● REQUIREMENTS
Pull out each line in the rows below that contains the string "hair", matching case exactly.

● MATERIAL SUPPLIED
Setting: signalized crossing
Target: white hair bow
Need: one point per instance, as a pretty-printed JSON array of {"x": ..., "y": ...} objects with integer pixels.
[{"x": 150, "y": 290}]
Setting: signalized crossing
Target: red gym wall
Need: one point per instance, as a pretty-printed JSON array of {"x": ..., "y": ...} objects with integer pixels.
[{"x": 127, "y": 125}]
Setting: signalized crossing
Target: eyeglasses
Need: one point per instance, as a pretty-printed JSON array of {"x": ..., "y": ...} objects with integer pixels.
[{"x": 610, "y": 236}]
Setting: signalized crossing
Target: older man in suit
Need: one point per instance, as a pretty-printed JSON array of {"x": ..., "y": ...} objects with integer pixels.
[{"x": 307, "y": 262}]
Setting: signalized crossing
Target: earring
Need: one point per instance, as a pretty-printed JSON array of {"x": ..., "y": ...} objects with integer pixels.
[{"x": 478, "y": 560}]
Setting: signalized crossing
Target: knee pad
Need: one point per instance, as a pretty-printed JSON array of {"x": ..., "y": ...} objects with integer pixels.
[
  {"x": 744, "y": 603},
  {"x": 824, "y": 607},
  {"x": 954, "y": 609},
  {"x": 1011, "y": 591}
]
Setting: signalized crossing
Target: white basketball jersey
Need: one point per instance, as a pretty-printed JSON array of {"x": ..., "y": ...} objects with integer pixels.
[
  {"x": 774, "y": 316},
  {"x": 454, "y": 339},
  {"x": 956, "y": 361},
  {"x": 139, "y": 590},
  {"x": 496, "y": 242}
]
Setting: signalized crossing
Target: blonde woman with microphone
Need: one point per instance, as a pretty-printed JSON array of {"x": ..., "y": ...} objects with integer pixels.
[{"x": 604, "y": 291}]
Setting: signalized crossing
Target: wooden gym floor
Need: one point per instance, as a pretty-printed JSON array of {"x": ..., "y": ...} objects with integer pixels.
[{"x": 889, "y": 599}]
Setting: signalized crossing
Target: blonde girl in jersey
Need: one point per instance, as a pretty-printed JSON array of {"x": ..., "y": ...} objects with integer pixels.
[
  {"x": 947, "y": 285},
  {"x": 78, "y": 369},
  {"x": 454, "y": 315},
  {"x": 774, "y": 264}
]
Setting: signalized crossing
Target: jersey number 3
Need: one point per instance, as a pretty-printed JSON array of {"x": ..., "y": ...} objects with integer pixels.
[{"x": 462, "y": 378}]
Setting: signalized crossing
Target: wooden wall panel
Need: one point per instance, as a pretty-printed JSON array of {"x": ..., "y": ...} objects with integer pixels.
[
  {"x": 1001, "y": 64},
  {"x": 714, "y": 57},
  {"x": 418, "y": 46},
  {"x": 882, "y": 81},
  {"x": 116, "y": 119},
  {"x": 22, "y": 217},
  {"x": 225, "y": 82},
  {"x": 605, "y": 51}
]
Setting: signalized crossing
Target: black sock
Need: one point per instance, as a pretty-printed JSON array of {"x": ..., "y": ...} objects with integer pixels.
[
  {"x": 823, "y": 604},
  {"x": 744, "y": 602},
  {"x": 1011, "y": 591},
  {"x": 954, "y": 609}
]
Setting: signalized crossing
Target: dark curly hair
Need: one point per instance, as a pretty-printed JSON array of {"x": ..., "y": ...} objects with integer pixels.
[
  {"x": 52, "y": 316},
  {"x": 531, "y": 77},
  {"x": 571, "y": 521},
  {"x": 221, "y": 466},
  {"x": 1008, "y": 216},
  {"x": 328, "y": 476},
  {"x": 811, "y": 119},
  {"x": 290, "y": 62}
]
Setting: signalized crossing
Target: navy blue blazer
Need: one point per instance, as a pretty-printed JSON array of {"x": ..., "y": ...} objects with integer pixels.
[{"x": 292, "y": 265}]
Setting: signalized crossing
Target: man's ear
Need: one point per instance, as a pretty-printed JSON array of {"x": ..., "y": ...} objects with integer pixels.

● RESULT
Target: white hair bow
Target: dark curly hair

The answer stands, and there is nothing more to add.